But it doesn’t have to be this way. Death for the father doesn’t have to mean death for the whole family. Christians in Country X are beginning to change their culture, little by little, one widow, one orphan, one village at a time.
Nazarene Compassionate Ministries is building a village for widows and orphans near the city of Y in northwest Country X. There will be a community center, for education for the kids and the widows. There will be a central rice paddy that will be farmed by Nazarene laymen. There will be 50 houses around the village, and each house will hold 2 widows and 5-7 orphans in a new blended family. Each house will have its own vegetable garden, and each widow will learn skills to earn enough income to support their new families. Each of the children will be able to go to school and eat regular meals.
The land for this village is already purchased, and the building permits are currently being secured. Over the next year, the Nazarene leaders there will build the community center and the first houses. This village will give new life to about 150 orphans. They won’t have to choose between bad and worse. Instead, they will be protected and empowered to choose between good and better.

■ DATA PROVIDED
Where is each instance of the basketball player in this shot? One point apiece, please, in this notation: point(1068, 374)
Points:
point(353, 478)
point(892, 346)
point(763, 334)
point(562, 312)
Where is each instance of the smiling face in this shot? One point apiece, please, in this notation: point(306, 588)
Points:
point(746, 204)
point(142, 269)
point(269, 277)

■ TASK TO COMPLETE
In the text about the village for widows and orphans, who will live in each house? The lines here are separate material with no connection to the text about the village.

■ SOLUTION TO THIS TASK
Two widows and 5-7 orphans will live in each house as a new blended family.